* Provided material:
════════════════
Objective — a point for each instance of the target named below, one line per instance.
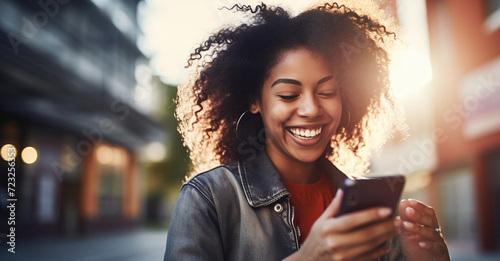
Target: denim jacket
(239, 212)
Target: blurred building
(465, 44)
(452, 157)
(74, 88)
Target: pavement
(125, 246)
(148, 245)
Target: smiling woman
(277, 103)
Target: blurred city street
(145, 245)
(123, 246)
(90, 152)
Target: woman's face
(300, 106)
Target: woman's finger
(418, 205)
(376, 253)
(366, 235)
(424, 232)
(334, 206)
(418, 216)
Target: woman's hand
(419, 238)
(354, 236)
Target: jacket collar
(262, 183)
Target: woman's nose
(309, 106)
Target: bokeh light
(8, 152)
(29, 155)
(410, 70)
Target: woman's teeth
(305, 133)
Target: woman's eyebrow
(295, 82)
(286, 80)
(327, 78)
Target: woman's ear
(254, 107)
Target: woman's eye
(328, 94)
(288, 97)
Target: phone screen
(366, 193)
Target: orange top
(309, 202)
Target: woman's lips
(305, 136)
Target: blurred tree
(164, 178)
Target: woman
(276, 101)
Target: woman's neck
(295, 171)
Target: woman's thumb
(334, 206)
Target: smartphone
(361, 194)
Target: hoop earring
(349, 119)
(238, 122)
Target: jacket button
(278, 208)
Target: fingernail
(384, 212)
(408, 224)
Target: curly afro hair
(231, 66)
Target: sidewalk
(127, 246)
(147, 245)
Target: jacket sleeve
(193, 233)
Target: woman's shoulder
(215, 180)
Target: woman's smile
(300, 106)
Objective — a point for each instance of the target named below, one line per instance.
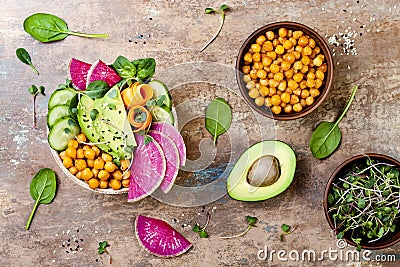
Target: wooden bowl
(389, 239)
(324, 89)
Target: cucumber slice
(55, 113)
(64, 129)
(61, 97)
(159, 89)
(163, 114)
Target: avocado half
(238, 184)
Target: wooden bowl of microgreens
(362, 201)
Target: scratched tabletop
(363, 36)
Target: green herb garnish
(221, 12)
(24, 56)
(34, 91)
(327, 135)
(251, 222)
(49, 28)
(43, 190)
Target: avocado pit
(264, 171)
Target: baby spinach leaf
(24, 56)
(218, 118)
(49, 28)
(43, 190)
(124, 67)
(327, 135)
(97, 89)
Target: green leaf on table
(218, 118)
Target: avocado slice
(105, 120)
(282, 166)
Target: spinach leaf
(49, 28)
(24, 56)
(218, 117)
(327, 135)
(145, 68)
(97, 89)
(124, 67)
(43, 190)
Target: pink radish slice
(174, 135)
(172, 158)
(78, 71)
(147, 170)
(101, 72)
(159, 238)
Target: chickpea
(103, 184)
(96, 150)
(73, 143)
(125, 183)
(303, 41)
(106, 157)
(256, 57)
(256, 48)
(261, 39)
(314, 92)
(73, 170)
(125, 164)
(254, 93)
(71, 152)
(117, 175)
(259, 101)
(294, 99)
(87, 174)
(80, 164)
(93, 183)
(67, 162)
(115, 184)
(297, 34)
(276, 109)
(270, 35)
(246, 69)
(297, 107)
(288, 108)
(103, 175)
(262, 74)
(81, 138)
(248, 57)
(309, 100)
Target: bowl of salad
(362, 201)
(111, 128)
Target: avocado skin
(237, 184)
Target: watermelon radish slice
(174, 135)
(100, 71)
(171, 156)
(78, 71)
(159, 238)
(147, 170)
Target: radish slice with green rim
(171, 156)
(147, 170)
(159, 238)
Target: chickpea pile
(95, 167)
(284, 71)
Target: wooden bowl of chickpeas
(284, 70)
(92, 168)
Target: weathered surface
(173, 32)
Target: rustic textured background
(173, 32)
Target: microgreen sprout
════════════════
* Assigned task: Once you find the line containing "Target: jacket button", transcribe it and each line after it to the end of the records exactly, and leave out the pictures.

* Solution below:
Target: jacket button
(278, 208)
Target: fingernail
(384, 212)
(408, 224)
Target: curly afro hair
(231, 66)
Target: sidewalk
(127, 246)
(147, 245)
Target: jacket sleeve
(193, 233)
Target: woman's shoulder
(215, 180)
Target: woman's smile
(300, 106)
Objective — a point for each instance of the target named below, one line per instance.
Target: wooden bowl
(389, 239)
(324, 89)
Target: cucumber slice
(55, 113)
(64, 129)
(61, 97)
(159, 89)
(163, 114)
Target: avocado half
(238, 184)
Target: wooden bowl of microgreens
(362, 201)
Target: scratched tabletop
(363, 36)
Target: green herb garnish
(221, 12)
(24, 56)
(34, 91)
(327, 135)
(251, 222)
(49, 28)
(43, 190)
Target: avocado pit
(264, 171)
Target: baby spinach leaf
(24, 56)
(218, 118)
(49, 28)
(43, 190)
(124, 67)
(327, 135)
(97, 89)
Target: green leaf on table
(218, 118)
Target: avocado slice
(105, 120)
(282, 166)
Target: spinach leaf
(49, 28)
(24, 56)
(218, 117)
(327, 135)
(145, 68)
(97, 89)
(124, 67)
(43, 190)
Target: pink radish slice
(174, 135)
(172, 158)
(78, 71)
(147, 170)
(101, 72)
(159, 238)
Target: chickpea
(103, 184)
(96, 150)
(73, 143)
(125, 183)
(303, 41)
(106, 157)
(256, 57)
(256, 48)
(261, 39)
(314, 92)
(73, 170)
(125, 164)
(254, 93)
(71, 152)
(117, 175)
(259, 101)
(294, 99)
(87, 174)
(80, 164)
(93, 183)
(67, 162)
(115, 184)
(297, 34)
(276, 109)
(270, 35)
(246, 69)
(297, 107)
(288, 108)
(103, 175)
(262, 74)
(81, 138)
(248, 57)
(309, 100)
Target: bowl of salad
(362, 201)
(111, 128)
Target: avocado skin
(237, 184)
Target: watermelon radish slice
(174, 135)
(100, 71)
(171, 156)
(78, 71)
(159, 238)
(147, 170)
Target: radish slice with green rim
(171, 156)
(147, 170)
(159, 238)
Target: chickpea pile
(95, 167)
(284, 71)
Target: wooden bowl of chickpeas
(284, 70)
(92, 168)
Target: weathered surface
(173, 32)
Target: rustic textured background
(173, 32)
Target: microgreen sprout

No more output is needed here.